* About this task: Each line below should be written out exactly, with none skipped.

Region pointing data
=-=-=-=-=
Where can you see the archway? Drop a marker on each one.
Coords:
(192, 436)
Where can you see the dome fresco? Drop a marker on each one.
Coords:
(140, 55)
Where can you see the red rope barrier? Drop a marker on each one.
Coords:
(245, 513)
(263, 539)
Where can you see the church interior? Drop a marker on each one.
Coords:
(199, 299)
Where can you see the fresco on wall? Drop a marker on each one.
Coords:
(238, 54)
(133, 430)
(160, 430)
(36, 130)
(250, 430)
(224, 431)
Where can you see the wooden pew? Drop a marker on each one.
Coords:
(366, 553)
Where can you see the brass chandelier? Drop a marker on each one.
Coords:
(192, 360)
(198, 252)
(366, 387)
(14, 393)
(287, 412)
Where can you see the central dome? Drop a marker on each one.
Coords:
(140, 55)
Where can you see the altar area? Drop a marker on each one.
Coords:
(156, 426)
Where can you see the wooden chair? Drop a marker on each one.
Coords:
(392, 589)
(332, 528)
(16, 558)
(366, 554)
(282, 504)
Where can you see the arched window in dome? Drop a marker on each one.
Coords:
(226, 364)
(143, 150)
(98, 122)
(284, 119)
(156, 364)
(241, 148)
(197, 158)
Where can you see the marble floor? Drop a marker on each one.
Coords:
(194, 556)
=-=-=-=-=
* Reply:
Where can you see the archway? Drop a marker on each one.
Coords:
(192, 436)
Where can you see the dome fresco? Drop a marker on each one.
Coords:
(140, 55)
Where can you see the red rope barrier? Drop a marker on each one.
Coords:
(245, 513)
(263, 539)
Where can you see the church interior? Drop a marker on each one.
Coords:
(199, 299)
Where can you see the fresco on wall? Drop a marker on each one.
Coords:
(238, 54)
(133, 430)
(160, 430)
(36, 130)
(250, 430)
(224, 431)
Where can you see the wooden pew? Drop a marker on each one.
Coords:
(366, 553)
Where can you see the brass chandelier? Drop a marker on each one.
Coords:
(192, 360)
(198, 252)
(366, 387)
(14, 393)
(287, 412)
Where can you see the central dome? Drop a marker on each one.
Coords:
(140, 55)
Where can you see the altar area? Drop a marker on each one.
Coords:
(156, 426)
Where can you see the wooden chair? Drop a marker on each one.
Coords:
(392, 589)
(332, 528)
(16, 558)
(366, 554)
(282, 504)
Where can you see the arched window in dome? Drop a marker on each one.
Coords:
(226, 364)
(143, 150)
(98, 122)
(284, 119)
(156, 364)
(241, 148)
(197, 158)
Where can you see the marble floor? Drop a marker on each one.
Coords:
(194, 556)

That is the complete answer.